§ **What you are asked to do**
Starting with the line that contains "of the green", reproduce each line through the end of the entries exactly as written.

━━ Extracted material ━━

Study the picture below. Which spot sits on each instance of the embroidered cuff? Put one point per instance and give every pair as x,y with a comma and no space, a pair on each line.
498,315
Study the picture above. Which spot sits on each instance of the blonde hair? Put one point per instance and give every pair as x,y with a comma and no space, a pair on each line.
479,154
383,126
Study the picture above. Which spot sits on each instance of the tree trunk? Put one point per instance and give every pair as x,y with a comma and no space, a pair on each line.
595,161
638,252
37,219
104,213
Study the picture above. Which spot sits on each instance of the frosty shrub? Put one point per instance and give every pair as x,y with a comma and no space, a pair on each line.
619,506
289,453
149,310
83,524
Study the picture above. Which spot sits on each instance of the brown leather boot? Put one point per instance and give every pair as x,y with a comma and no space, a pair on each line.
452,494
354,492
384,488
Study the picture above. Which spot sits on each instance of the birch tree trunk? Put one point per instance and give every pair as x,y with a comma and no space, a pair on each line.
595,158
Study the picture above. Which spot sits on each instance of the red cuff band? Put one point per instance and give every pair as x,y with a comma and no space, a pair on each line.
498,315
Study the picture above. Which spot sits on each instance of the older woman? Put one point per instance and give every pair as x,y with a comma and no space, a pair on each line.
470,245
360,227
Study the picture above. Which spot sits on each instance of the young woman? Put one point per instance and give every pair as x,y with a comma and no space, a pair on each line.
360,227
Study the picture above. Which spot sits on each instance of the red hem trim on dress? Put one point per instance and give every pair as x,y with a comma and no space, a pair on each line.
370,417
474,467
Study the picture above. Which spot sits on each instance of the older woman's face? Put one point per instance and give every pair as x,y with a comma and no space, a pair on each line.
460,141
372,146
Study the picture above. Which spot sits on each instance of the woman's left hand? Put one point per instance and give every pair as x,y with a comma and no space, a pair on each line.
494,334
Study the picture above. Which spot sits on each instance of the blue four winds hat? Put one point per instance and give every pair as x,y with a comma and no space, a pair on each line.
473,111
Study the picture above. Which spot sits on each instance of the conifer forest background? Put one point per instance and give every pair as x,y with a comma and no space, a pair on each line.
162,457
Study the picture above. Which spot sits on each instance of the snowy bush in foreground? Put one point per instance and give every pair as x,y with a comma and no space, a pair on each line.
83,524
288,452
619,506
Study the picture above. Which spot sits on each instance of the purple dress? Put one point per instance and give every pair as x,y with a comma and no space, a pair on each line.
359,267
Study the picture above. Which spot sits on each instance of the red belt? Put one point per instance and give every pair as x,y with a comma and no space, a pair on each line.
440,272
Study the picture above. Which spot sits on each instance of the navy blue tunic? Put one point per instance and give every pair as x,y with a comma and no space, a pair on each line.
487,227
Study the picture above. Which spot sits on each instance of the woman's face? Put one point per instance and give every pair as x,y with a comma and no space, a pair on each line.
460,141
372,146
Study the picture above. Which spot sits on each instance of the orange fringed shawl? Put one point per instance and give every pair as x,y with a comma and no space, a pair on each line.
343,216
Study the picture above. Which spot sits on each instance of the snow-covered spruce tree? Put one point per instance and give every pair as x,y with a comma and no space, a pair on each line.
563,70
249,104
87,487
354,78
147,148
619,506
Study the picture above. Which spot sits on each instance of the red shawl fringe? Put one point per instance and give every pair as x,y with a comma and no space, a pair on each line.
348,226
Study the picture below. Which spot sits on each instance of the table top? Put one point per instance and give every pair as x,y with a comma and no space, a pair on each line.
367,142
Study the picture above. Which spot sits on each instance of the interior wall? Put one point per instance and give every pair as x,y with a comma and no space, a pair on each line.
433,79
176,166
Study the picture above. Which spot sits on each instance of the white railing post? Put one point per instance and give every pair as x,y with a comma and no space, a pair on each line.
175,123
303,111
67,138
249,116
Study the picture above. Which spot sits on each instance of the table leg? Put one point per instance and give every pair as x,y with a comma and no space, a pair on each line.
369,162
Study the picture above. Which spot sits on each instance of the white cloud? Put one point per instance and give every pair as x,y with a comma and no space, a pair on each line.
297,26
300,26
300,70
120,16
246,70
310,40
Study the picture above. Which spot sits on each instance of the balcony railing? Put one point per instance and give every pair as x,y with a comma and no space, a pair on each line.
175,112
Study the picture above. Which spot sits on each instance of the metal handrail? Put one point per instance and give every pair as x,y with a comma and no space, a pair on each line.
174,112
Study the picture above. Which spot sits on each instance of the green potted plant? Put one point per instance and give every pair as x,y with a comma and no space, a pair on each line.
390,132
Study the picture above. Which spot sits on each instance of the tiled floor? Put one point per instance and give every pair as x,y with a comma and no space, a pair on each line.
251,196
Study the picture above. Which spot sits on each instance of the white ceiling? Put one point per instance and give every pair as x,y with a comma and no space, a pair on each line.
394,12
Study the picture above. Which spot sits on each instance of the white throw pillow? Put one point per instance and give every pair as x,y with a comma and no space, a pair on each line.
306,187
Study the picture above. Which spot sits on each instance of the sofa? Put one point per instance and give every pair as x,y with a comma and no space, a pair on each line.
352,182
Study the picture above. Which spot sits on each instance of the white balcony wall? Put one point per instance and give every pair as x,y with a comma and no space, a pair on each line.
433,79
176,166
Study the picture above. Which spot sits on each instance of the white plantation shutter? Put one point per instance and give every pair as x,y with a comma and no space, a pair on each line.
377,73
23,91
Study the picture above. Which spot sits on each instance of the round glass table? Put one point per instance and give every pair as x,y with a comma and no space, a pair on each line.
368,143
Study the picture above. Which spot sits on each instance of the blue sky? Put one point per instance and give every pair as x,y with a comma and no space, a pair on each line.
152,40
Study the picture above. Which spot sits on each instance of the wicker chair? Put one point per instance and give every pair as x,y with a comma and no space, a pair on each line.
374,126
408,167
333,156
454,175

━━━

§ **Output for this task**
Study the picture above. Which spot sits on each instance of the green potted plant? Put one point per instance and give every pair as x,y with a comma and no space, a pair on each line.
390,132
Study the picture above. Which spot sits on each instance of the tiled floor? Put one point per instance and give every pair as x,y with a comma and no space, a pair on each line.
251,196
Study the picture above. Which spot sits on each instance of the white ceiling? Put one point per instance and give every pair as x,y with a comma and no space, a pair on each line.
394,12
Study the picture above. Which spot sits on each instance of the white throw pillow? Put one point per instance and give every pair as x,y with a comma and no space, a pair on each line.
306,187
Study the picture above. Which spot sits on each instance of the sofa? Put one point per instance and give every pair as x,y with a comma and no space, a pair on each line.
352,182
Study the picture above. Which spot sits on each instance of the white balcony wall? Put one point per instance and give every pair as x,y with a comma and no space, a pair on each line.
433,79
176,166
Study the picture above. Which spot sits on each instance of the white plantation shutter? Put one point per instance and give every pair as x,y with a comma and no space, a pair on each line.
377,73
23,91
Study the picture above. Which spot sits on each instance of the round glass table? Put one point per instance and give every pair as x,y with a comma and no space, a pair on each line.
368,143
Study the picture above. Which spot sits on each instance of the blue sky? Put one point per instance and give every pair as x,y with a comma and no space, a pair on each line.
152,40
Study the picture above. Which spot sits on each instance of the wicker chair? Put one point per instance and give every pair as x,y with a comma and no space, a pair on each line.
374,126
408,167
333,156
454,175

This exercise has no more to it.